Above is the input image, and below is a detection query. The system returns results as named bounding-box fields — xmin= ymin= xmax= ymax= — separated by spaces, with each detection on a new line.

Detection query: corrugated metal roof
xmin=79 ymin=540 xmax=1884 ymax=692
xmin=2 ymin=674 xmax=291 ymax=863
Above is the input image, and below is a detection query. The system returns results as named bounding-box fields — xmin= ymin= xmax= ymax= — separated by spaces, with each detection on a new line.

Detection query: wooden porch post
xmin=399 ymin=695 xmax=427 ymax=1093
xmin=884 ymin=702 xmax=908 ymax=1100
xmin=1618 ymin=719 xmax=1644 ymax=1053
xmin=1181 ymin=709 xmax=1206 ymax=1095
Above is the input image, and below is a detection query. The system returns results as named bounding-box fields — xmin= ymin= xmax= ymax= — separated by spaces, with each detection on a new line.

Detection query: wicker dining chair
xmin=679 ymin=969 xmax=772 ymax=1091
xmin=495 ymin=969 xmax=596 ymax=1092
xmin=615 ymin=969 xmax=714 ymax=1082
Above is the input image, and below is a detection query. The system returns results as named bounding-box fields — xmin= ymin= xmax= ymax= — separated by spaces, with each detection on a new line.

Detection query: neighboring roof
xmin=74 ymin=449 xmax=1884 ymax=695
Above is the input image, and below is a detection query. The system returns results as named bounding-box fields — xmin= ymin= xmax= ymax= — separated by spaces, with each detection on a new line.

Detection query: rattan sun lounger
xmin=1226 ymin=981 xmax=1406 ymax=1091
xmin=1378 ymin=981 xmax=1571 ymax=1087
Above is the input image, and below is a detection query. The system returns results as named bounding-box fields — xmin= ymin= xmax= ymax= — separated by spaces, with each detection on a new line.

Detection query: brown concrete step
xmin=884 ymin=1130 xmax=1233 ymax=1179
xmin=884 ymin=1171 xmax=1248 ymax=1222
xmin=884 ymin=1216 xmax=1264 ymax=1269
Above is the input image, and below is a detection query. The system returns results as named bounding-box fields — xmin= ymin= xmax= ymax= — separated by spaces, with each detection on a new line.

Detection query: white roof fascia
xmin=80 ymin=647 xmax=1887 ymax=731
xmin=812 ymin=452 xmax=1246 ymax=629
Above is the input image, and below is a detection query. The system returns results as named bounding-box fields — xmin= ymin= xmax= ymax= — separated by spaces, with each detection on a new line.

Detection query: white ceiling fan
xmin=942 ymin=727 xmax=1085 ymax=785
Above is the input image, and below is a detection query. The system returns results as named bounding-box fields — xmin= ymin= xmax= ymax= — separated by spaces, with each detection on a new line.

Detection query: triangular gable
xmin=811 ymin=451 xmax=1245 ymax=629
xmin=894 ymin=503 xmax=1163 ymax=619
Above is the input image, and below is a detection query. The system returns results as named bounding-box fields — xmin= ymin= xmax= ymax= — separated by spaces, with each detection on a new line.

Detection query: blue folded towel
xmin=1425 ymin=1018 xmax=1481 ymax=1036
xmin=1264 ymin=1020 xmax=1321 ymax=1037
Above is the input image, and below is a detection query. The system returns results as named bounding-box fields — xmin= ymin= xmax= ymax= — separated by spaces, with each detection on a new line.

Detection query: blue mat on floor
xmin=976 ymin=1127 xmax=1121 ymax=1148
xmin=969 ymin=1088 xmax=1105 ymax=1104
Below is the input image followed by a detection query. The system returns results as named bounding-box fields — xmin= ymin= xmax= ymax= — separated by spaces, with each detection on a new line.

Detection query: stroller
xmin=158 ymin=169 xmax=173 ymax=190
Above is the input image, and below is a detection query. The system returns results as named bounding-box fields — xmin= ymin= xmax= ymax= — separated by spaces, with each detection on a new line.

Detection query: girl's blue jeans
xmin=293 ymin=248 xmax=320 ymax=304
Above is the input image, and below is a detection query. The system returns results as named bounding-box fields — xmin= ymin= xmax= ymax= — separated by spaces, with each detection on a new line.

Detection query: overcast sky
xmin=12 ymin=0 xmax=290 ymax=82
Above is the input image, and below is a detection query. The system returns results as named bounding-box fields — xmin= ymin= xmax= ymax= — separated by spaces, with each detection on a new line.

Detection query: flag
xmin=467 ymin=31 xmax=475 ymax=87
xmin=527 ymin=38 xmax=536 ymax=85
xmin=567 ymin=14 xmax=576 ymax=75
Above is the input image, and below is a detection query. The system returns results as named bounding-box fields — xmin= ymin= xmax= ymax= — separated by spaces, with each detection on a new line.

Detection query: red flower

= Exercise goal =
Set every line of the listing down word for word.

= Written solution =
Above is the input image, and below is a detection query. The system returns results as named bounding-box fields — xmin= ymin= xmax= ymax= — separated by spaces, with each detection on a new line.

Detection query: corrugated metal roof
xmin=79 ymin=540 xmax=1884 ymax=692
xmin=2 ymin=674 xmax=291 ymax=863
Above is the input image, and below is a detection query. The system returns results as named bounding-box fields — xmin= ymin= xmax= ymax= — separated by spaces, with each detection on a new line.

Detection query: wooden porch post
xmin=399 ymin=695 xmax=427 ymax=1093
xmin=884 ymin=702 xmax=908 ymax=1100
xmin=1618 ymin=719 xmax=1644 ymax=1053
xmin=1181 ymin=709 xmax=1206 ymax=1095
Above is the input image, and below is a detection query. The system returns results as named bounding-box fields — xmin= ymin= xmax= ymax= — separated by spaces, with each detection on a new line.

Detection query: wicker dining chair
xmin=679 ymin=969 xmax=772 ymax=1091
xmin=495 ymin=969 xmax=596 ymax=1092
xmin=615 ymin=969 xmax=714 ymax=1082
Above is the input image, and below is a detection query. The system returns results as named bounding-box fields — xmin= ymin= xmax= ymax= — separated by spaces, with each detection on a new line.

Detection query: neighboring roof
xmin=74 ymin=449 xmax=1884 ymax=695
Above is the input image, and below is a detection query. The system returns results as named bounding-box fields — xmin= ymin= xmax= ymax= — separated by spaces, with each detection on a new line.

Detection query: rattan sun lounger
xmin=1226 ymin=981 xmax=1406 ymax=1091
xmin=1378 ymin=981 xmax=1571 ymax=1087
Above is the input image, and below is a detection query. The system returns results as named bounding-box fields — xmin= ymin= xmax= ymax= — separated by spaces, with each detection on a new line.

Detection query: brown concrete step
xmin=884 ymin=1130 xmax=1233 ymax=1179
xmin=884 ymin=1171 xmax=1248 ymax=1222
xmin=884 ymin=1216 xmax=1264 ymax=1269
Above is the input image, and below is a detection query. The system returns results as named bounding-box fields — xmin= ymin= xmax= ymax= — separated by spaces, with each detection on a new line.

Detection query: white roof fascia
xmin=80 ymin=647 xmax=1887 ymax=731
xmin=812 ymin=452 xmax=1246 ymax=629
Above is the input image, and below is a detection query. The system returns results as named bounding-box fields — xmin= ymin= xmax= ymax= — separated by spaces, with each detection on a new line.

Detection query: white ceiling fan
xmin=942 ymin=727 xmax=1085 ymax=785
Above is the input image, and below is a detection query. The system returns results as named bounding-box fields — xmin= ymin= xmax= ymax= — separated by spaces, with each detection on a new line.

Detection query: triangular gable
xmin=811 ymin=451 xmax=1245 ymax=629
xmin=894 ymin=503 xmax=1163 ymax=619
Above is the input image, and below is a detection query. The system returns results as named bounding-box fields — xmin= ymin= xmax= ymax= — separated by spaces, with each detection on a new line.

Detection query: blue folded towel
xmin=1425 ymin=1018 xmax=1481 ymax=1036
xmin=1264 ymin=1020 xmax=1321 ymax=1037
Above is the input image, and below is a detection query. The system returns results as named bounding-box fields — xmin= ymin= xmax= ymax= — separated by spaces, with each detection on a new line.

Detection query: blue mat on floor
xmin=976 ymin=1127 xmax=1121 ymax=1148
xmin=969 ymin=1088 xmax=1105 ymax=1104
Below is the input image followed by a detection query. The system returns results as named bounding-box fields — xmin= ymin= xmax= ymax= — separated by spaces, with each detection on a new line.

Detection query: stroller
xmin=158 ymin=169 xmax=173 ymax=190
Above is the input image, and below is a detection query. The system returns results as named bounding-box fields — xmin= ymin= xmax= ymax= — separated by spaces, with each detection on a new line.

Detection query: girl's blue jeans
xmin=293 ymin=248 xmax=320 ymax=304
Above is the input image, and below is a detection query. The system returns results as named bounding-box fields — xmin= ymin= xmax= ymax= — separated by spaces, with each detection on a new line.

Detection query: overcast sky
xmin=12 ymin=0 xmax=290 ymax=82
Above is the input image, and below is a detection query. The system returns results as named bounding-box fields — xmin= ymin= xmax= ymax= — separated by spaces, with each detection on a new line.

Detection query: flag
xmin=467 ymin=31 xmax=475 ymax=87
xmin=527 ymin=38 xmax=536 ymax=85
xmin=567 ymin=14 xmax=576 ymax=75
Above is the input image, and below is a detection query. The system returns results as named bounding-box fields — xmin= ymin= xmax= ymax= — separated by spaces, with each detection on a new line.

Detection query: red flower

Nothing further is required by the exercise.